Descripción del problema =
Indique si cada afirmación coincide con el fragmento sobre Fofó y su familia, respondiendo sí o no y citando literalmente las palabras del fragmento que lo deciden: (a) Fofó murió a causa del tumor cerebral por el que lo operaron. (b) Emig actuaba con la cara pintada de negro. (c) La primera vez que Gaby, Fofó y Miliki salieron a un escenario lo hicieron dentro de los bolsillos de sus tíos.

Fragmento =
----
Gaby, Fofó y Miliki eran hijos de Emig, el payaso con la cara pintada de negro que durante un tiempo acompañó artísticamente a sus hermanos Pompoff y Thedy. De hecho, la primera vez que salieron a un escenario, siendo aún unos niñitos, lo hicieron dentro de los grandes bolsillos de sus tíos. Pompoff, Thedy y Emig fueron también muy famosos en su época. Mi abuela recordaba haberlos visto actuar en Madrid cuando ella era pequeña, a principios de la segunda década del siglo pasado.
Fofó murió en 1976, unos días antes de que yo cumpliera nueve años. Su muerte fue inesperada y traumática, aunque sus hermanos y su hijo siguieron adelante haciendo de tripas corazón. Realmente tuvo muy mala suerte. Había salido bien de una peligrosísima cirugía por un tumor cerebral, aunque benigno, y cuando empezaba a recuperarse, falleció fulminado por una hepatitis a consecuencia de la contaminación de la sangre que le habían transfundido en la operación. En YouTube puede verse la entrevista que José María Íñigo le hizo en TVE tras recibir el alta de la cirugía, solo unas semanas antes de morir, sin que el payaso pudiera ni siquiera sospechar la inminencia de su fatal desenlace. Muy triste y muy trágico, pero era la sanidad de la época. No había los controles de hoy. Han pasado casi 50 años.
----
Entradas extraídas =
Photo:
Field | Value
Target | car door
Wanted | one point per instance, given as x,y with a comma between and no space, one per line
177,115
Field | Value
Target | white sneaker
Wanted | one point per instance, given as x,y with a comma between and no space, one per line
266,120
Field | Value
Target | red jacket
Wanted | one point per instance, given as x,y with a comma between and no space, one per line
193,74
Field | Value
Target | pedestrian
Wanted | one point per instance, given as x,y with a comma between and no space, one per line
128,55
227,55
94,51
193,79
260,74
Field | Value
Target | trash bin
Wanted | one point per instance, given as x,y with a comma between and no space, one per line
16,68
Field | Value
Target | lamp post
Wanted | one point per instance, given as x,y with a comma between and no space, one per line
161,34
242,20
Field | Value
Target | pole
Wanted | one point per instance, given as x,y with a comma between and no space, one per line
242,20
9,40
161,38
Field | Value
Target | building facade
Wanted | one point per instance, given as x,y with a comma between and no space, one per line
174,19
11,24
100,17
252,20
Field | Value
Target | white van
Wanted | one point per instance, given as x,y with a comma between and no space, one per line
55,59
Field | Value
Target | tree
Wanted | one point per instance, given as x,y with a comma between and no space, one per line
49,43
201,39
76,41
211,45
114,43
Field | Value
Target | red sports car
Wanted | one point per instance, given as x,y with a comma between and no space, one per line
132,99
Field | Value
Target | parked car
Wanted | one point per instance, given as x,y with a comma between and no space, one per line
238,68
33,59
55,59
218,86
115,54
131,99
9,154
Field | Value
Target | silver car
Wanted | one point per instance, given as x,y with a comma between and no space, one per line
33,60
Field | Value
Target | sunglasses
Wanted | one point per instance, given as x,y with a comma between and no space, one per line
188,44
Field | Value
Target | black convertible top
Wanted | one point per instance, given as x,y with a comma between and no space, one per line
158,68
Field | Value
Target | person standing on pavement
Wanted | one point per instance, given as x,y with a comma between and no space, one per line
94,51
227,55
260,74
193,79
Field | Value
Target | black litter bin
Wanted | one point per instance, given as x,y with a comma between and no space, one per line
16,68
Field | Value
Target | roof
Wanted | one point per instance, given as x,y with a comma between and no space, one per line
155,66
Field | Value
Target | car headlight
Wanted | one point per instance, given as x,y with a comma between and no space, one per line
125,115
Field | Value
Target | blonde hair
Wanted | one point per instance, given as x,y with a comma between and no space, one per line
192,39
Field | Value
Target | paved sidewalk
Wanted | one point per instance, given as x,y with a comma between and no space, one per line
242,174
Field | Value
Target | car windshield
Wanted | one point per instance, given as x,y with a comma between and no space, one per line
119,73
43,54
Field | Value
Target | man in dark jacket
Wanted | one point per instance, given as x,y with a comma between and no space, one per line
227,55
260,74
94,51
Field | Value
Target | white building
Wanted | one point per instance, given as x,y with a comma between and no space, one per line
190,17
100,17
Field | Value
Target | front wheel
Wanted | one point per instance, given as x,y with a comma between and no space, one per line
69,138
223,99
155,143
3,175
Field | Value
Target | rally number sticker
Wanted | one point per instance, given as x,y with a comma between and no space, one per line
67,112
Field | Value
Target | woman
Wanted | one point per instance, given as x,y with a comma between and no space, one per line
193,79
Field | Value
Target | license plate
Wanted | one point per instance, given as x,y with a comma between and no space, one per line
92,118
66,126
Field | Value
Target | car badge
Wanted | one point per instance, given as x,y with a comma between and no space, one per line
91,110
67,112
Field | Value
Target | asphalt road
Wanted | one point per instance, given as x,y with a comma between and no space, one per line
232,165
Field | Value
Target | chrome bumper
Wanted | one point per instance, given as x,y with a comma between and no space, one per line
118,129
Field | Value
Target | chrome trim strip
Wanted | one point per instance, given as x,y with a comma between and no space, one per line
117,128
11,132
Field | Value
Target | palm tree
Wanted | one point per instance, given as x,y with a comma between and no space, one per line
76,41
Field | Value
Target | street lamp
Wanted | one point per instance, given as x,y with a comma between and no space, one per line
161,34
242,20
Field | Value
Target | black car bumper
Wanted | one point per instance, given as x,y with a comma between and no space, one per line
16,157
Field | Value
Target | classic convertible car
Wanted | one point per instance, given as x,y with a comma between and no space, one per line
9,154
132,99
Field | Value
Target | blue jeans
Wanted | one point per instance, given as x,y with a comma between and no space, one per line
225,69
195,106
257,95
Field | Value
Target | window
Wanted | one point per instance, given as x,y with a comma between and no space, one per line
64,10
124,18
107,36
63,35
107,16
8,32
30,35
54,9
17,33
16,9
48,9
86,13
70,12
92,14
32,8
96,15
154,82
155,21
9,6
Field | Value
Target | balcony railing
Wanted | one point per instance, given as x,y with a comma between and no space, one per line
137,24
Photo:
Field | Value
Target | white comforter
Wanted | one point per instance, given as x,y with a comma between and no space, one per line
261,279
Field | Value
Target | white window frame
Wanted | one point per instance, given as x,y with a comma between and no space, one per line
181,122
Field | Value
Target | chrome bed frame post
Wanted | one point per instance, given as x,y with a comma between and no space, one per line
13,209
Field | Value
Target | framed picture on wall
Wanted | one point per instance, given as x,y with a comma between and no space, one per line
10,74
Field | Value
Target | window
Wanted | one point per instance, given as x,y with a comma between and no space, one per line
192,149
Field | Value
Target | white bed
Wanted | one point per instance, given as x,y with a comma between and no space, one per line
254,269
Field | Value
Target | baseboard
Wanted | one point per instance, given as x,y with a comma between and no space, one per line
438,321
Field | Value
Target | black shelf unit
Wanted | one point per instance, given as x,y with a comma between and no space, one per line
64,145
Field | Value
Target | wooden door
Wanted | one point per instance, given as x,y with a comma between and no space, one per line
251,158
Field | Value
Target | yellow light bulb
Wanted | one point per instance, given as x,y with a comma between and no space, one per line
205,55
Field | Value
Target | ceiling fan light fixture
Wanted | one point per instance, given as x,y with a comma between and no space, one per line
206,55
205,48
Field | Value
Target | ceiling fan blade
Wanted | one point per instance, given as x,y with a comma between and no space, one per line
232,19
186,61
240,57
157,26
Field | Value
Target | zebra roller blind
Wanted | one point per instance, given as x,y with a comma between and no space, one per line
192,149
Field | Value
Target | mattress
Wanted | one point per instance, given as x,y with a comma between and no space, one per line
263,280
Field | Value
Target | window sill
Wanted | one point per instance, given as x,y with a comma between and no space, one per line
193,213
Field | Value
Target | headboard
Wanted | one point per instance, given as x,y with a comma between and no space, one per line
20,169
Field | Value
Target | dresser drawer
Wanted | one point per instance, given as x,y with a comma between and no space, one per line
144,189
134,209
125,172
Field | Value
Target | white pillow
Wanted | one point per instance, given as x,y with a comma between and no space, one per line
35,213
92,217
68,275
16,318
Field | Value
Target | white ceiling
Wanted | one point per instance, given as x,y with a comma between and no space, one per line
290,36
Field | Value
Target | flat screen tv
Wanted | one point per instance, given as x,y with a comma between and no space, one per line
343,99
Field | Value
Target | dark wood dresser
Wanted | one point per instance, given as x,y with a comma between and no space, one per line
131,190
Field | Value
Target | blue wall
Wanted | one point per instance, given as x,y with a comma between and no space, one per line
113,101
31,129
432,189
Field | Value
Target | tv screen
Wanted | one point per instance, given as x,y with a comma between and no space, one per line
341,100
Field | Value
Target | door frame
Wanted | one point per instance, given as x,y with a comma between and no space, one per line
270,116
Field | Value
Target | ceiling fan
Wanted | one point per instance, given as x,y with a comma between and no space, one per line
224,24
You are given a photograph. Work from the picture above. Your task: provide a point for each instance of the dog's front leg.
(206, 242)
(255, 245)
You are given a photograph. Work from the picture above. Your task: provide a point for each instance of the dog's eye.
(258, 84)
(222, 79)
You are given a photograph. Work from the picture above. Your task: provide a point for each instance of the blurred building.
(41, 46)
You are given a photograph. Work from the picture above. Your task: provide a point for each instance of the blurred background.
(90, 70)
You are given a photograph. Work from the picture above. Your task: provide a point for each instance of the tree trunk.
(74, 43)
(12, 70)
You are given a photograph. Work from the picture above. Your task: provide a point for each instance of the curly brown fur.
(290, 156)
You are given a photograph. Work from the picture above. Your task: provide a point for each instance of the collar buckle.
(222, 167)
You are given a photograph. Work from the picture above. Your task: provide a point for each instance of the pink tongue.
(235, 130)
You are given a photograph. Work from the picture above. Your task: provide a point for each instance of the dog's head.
----
Resultado de la tarea =
(a) No: «falleció fulminado por una hepatitis a consecuencia de la contaminación de la sangre que le habían transfundido en la operación».
(b) Sí: «el payaso con la cara pintada de negro».
(c) Sí: «lo hicieron dentro de los grandes bolsillos de sus tíos».